=== WHAT YOU NEED TO DO ===
Each entry needs to appear again, retyped exactly as it is below.

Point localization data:
= Beginning of Section =
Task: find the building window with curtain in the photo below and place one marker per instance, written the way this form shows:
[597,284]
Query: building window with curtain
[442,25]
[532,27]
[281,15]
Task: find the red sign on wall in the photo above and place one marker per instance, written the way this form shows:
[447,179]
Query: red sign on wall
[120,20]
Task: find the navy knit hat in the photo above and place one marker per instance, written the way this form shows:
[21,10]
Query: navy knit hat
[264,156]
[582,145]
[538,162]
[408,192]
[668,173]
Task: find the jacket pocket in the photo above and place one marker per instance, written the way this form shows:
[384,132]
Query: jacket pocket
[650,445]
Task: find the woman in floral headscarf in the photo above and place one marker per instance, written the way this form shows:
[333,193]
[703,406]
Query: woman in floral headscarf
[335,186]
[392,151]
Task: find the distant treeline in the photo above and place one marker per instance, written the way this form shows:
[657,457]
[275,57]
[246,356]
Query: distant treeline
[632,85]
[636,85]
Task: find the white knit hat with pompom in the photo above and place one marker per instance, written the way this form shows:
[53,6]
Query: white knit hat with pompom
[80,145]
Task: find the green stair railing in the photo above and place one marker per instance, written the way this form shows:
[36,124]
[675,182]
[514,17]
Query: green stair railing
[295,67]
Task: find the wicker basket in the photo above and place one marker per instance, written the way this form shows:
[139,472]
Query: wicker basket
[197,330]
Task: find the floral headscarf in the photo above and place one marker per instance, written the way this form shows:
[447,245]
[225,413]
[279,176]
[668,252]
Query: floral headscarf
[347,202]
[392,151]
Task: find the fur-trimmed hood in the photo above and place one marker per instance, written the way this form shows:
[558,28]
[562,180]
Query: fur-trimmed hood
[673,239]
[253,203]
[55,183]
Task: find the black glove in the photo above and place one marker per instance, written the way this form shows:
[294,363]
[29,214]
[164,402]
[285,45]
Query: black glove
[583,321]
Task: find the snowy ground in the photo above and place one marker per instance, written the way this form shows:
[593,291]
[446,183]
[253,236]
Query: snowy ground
= End of Section =
=== OUTPUT OF THE EXERCISE ===
Task: find the building window with curtain in the photo below and place one marker per instance, written the way this form shows:
[597,284]
Query: building window with curtain
[442,25]
[532,27]
[281,15]
Task: find the red sign on wall in the photo above and place one marker per instance, written the way this form shows:
[447,179]
Query: red sign on wall
[120,20]
Task: find the navy knit hat in the photo above and place one marker per instance, written the way this form shows:
[21,10]
Query: navy knit hat
[264,156]
[582,145]
[538,162]
[408,192]
[668,173]
Task: find the jacket pocket in the photo above and place one marker per instance, written the way this form shows:
[384,132]
Query: jacket pocket
[650,445]
Task: find the woman in floral headscarf in the photo above and place one marker per instance, written the way this form shows:
[333,193]
[703,406]
Query: woman in floral headscarf
[335,186]
[392,151]
Task: find the distant treeline in the photo above and place one marker per instance, written the way this form shows:
[657,457]
[275,57]
[246,356]
Query: distant treeline
[632,85]
[636,85]
Task: find the white knit hat with pompom in the photo above and place one marker per instance, written the way this form shows:
[53,6]
Query: white knit hat with pompom
[80,145]
Task: find the green stair railing in the photo above and place one marker per instance, written the way this form shows:
[36,124]
[675,182]
[514,17]
Query: green stair railing
[295,67]
Task: find the wicker basket in the photo above and place one marker per instance, written the way this form shows:
[139,472]
Query: wicker basket
[197,330]
Task: find the floral headscarf in the photo above and place one marker per instance, written the way this form shows:
[447,245]
[225,413]
[279,176]
[668,252]
Query: floral headscarf
[347,202]
[392,151]
Task: find the fur-trimmed hood in the photo above and place one marker per instance, written the way this form shows:
[558,28]
[562,180]
Query: fur-trimmed hood
[673,239]
[253,203]
[55,183]
Task: find the black glove in the photo above and place one marker per instance, written the way this form shows:
[294,363]
[29,214]
[164,402]
[285,45]
Query: black glove
[583,321]
Task: find the snowy ground in the photo above and place one marker per instance, written the way this form shows:
[593,291]
[446,183]
[253,236]
Query: snowy ground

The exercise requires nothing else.